(REQUIREMENT):
Reproduce the listing below character for character; drop every image.

*** RAW DATA

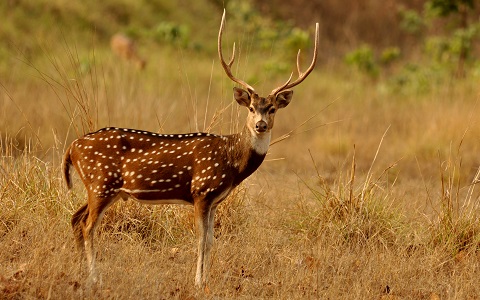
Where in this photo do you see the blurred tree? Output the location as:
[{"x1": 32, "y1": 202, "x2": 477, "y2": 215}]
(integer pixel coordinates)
[{"x1": 426, "y1": 0, "x2": 478, "y2": 77}]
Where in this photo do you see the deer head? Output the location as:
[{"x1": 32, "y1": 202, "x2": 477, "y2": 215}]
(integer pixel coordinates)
[{"x1": 218, "y1": 10, "x2": 319, "y2": 136}]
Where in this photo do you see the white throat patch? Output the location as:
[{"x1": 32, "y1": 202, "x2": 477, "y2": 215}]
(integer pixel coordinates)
[{"x1": 250, "y1": 131, "x2": 272, "y2": 154}]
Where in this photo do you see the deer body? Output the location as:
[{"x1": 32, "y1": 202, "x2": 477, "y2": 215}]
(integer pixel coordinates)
[{"x1": 64, "y1": 13, "x2": 318, "y2": 286}]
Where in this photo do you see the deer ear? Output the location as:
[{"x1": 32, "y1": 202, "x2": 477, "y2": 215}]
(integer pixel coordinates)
[
  {"x1": 276, "y1": 90, "x2": 293, "y2": 108},
  {"x1": 233, "y1": 87, "x2": 250, "y2": 107}
]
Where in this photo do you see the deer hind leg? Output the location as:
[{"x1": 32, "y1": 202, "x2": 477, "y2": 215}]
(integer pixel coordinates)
[{"x1": 72, "y1": 204, "x2": 88, "y2": 255}]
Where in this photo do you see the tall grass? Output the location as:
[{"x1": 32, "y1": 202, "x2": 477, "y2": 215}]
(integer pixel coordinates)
[{"x1": 0, "y1": 15, "x2": 480, "y2": 299}]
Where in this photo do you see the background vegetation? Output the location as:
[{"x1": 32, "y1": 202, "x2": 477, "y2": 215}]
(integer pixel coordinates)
[{"x1": 0, "y1": 0, "x2": 480, "y2": 299}]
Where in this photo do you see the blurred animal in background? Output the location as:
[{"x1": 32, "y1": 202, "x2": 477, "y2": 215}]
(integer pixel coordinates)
[{"x1": 110, "y1": 33, "x2": 146, "y2": 70}]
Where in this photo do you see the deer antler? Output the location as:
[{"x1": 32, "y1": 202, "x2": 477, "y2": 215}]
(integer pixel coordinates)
[
  {"x1": 271, "y1": 23, "x2": 319, "y2": 95},
  {"x1": 218, "y1": 10, "x2": 255, "y2": 94}
]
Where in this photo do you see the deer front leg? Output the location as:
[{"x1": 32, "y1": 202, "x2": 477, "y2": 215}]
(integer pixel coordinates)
[{"x1": 194, "y1": 198, "x2": 216, "y2": 287}]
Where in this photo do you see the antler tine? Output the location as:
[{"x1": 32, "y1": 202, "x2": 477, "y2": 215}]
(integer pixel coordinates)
[
  {"x1": 218, "y1": 9, "x2": 255, "y2": 93},
  {"x1": 271, "y1": 23, "x2": 320, "y2": 95}
]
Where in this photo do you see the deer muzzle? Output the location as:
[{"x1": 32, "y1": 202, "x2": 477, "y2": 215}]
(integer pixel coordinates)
[{"x1": 255, "y1": 120, "x2": 268, "y2": 133}]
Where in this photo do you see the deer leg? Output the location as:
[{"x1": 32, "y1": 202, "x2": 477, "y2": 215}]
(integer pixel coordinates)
[
  {"x1": 72, "y1": 204, "x2": 88, "y2": 255},
  {"x1": 194, "y1": 198, "x2": 211, "y2": 287},
  {"x1": 203, "y1": 205, "x2": 217, "y2": 284},
  {"x1": 82, "y1": 195, "x2": 116, "y2": 282}
]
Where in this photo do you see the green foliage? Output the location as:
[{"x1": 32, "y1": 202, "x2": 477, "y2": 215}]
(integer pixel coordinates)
[
  {"x1": 425, "y1": 0, "x2": 475, "y2": 17},
  {"x1": 152, "y1": 22, "x2": 190, "y2": 47},
  {"x1": 380, "y1": 47, "x2": 401, "y2": 65},
  {"x1": 345, "y1": 44, "x2": 379, "y2": 77},
  {"x1": 399, "y1": 9, "x2": 425, "y2": 34}
]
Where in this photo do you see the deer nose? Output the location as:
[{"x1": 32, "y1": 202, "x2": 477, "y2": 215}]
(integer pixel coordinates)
[{"x1": 255, "y1": 121, "x2": 268, "y2": 132}]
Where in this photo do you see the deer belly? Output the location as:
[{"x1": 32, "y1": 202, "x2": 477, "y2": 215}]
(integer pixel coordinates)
[{"x1": 120, "y1": 187, "x2": 192, "y2": 204}]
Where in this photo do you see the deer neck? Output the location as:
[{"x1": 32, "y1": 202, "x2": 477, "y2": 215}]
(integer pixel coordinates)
[{"x1": 227, "y1": 127, "x2": 271, "y2": 185}]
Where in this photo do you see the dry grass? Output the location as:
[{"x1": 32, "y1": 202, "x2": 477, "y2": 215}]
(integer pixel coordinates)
[{"x1": 0, "y1": 31, "x2": 480, "y2": 299}]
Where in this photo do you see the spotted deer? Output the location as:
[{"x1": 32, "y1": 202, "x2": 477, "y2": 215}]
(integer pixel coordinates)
[
  {"x1": 63, "y1": 12, "x2": 319, "y2": 286},
  {"x1": 110, "y1": 33, "x2": 146, "y2": 69}
]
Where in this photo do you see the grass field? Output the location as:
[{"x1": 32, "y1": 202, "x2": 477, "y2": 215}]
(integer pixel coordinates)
[{"x1": 0, "y1": 2, "x2": 480, "y2": 300}]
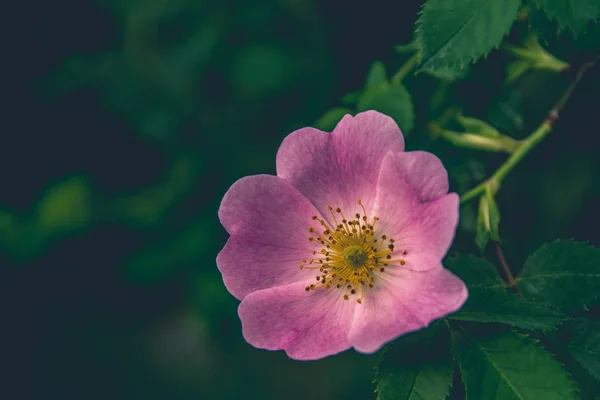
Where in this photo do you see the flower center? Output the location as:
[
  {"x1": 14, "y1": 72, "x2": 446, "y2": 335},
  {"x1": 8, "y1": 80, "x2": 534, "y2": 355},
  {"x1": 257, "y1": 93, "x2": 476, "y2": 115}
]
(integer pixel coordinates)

******

(ANSWER TO THIS EXERCISE):
Where in this photo do you see the blurred tree? Output the location as:
[{"x1": 32, "y1": 202, "x2": 477, "y2": 215}]
(integer pixel coordinates)
[{"x1": 426, "y1": 0, "x2": 478, "y2": 77}]
Where in this photo do you see the deer head? Output the location as:
[{"x1": 32, "y1": 202, "x2": 477, "y2": 215}]
(integer pixel coordinates)
[{"x1": 218, "y1": 10, "x2": 319, "y2": 136}]
Where in this photo do you see the white throat patch? Output the location as:
[{"x1": 32, "y1": 202, "x2": 477, "y2": 215}]
(integer pixel coordinates)
[{"x1": 250, "y1": 131, "x2": 272, "y2": 154}]
Where in this photo do you see the deer body? Output the location as:
[{"x1": 32, "y1": 202, "x2": 477, "y2": 215}]
(integer pixel coordinates)
[{"x1": 64, "y1": 13, "x2": 318, "y2": 286}]
Where in this photo do you see the deer ear? Output the location as:
[{"x1": 32, "y1": 202, "x2": 477, "y2": 215}]
(integer pixel coordinates)
[
  {"x1": 276, "y1": 90, "x2": 293, "y2": 108},
  {"x1": 233, "y1": 87, "x2": 250, "y2": 107}
]
Where in this photo do you see the deer hind leg? Output the location as:
[{"x1": 32, "y1": 202, "x2": 477, "y2": 215}]
(integer pixel coordinates)
[{"x1": 72, "y1": 204, "x2": 88, "y2": 255}]
Where in this photo do you see the tall grass? Output the location as:
[{"x1": 32, "y1": 202, "x2": 477, "y2": 215}]
(integer pixel coordinates)
[{"x1": 0, "y1": 15, "x2": 480, "y2": 299}]
Where in this photo do you see the background vegetation? Output the location as:
[{"x1": 32, "y1": 202, "x2": 477, "y2": 215}]
(integer pixel coordinates)
[{"x1": 0, "y1": 0, "x2": 480, "y2": 299}]
Where in this photo do you see the blurred animal in background? Output the location as:
[{"x1": 32, "y1": 202, "x2": 477, "y2": 215}]
(integer pixel coordinates)
[{"x1": 110, "y1": 33, "x2": 146, "y2": 70}]
Where in this photo do you see the deer antler? Output the location as:
[{"x1": 32, "y1": 202, "x2": 477, "y2": 215}]
(integer pixel coordinates)
[
  {"x1": 271, "y1": 23, "x2": 319, "y2": 95},
  {"x1": 218, "y1": 10, "x2": 255, "y2": 94}
]
Where in this photo do you see the deer front leg? Output the location as:
[{"x1": 32, "y1": 202, "x2": 477, "y2": 215}]
(integer pixel coordinates)
[{"x1": 194, "y1": 198, "x2": 216, "y2": 287}]
Where in this photo do you see the antler tine? Output the location as:
[{"x1": 32, "y1": 202, "x2": 477, "y2": 215}]
(integer pixel coordinates)
[
  {"x1": 218, "y1": 9, "x2": 255, "y2": 93},
  {"x1": 271, "y1": 23, "x2": 320, "y2": 95}
]
Where in this photo do you see the deer muzzle? Output the location as:
[{"x1": 32, "y1": 202, "x2": 477, "y2": 215}]
(integer pixel coordinates)
[{"x1": 255, "y1": 120, "x2": 268, "y2": 133}]
Where in this photo do you see the deer leg? Output the location as:
[{"x1": 32, "y1": 202, "x2": 477, "y2": 215}]
(integer pixel coordinates)
[
  {"x1": 72, "y1": 204, "x2": 88, "y2": 255},
  {"x1": 194, "y1": 198, "x2": 211, "y2": 287},
  {"x1": 203, "y1": 205, "x2": 217, "y2": 284},
  {"x1": 82, "y1": 195, "x2": 116, "y2": 282}
]
Where in this photo do you see the green foliage? Output the location as:
[{"x1": 32, "y1": 202, "x2": 477, "y2": 215}]
(integer pixel coordinates)
[
  {"x1": 425, "y1": 0, "x2": 475, "y2": 17},
  {"x1": 152, "y1": 22, "x2": 190, "y2": 47},
  {"x1": 380, "y1": 47, "x2": 401, "y2": 65},
  {"x1": 345, "y1": 44, "x2": 379, "y2": 77},
  {"x1": 399, "y1": 9, "x2": 425, "y2": 34}
]
Where in this photo do you see the deer nose? Output the location as:
[{"x1": 32, "y1": 202, "x2": 477, "y2": 215}]
(integer pixel coordinates)
[{"x1": 255, "y1": 121, "x2": 268, "y2": 132}]
Where in this photo do you see the deer belly? Output the location as:
[{"x1": 32, "y1": 202, "x2": 477, "y2": 215}]
(integer pixel coordinates)
[{"x1": 120, "y1": 187, "x2": 192, "y2": 204}]
Where in this photo do you see the deer neck? Output the location as:
[{"x1": 32, "y1": 202, "x2": 477, "y2": 215}]
(integer pixel coordinates)
[{"x1": 227, "y1": 127, "x2": 271, "y2": 185}]
Where in this photo do you see the dry grass? Output the location as:
[{"x1": 32, "y1": 202, "x2": 477, "y2": 215}]
(integer pixel coordinates)
[{"x1": 0, "y1": 31, "x2": 480, "y2": 299}]
Where in this photo do you see the spotted deer? Output the location as:
[{"x1": 32, "y1": 202, "x2": 477, "y2": 215}]
(integer pixel coordinates)
[
  {"x1": 63, "y1": 12, "x2": 319, "y2": 286},
  {"x1": 110, "y1": 33, "x2": 146, "y2": 69}
]
Where in this photo do you see the grass field? Output the location as:
[{"x1": 32, "y1": 202, "x2": 477, "y2": 215}]
(integer pixel coordinates)
[{"x1": 0, "y1": 2, "x2": 480, "y2": 300}]
Where in this photo do you see the flower center? Output the location as:
[
  {"x1": 14, "y1": 72, "x2": 446, "y2": 335},
  {"x1": 8, "y1": 80, "x2": 534, "y2": 355},
  {"x1": 257, "y1": 93, "x2": 476, "y2": 115}
]
(integer pixel coordinates)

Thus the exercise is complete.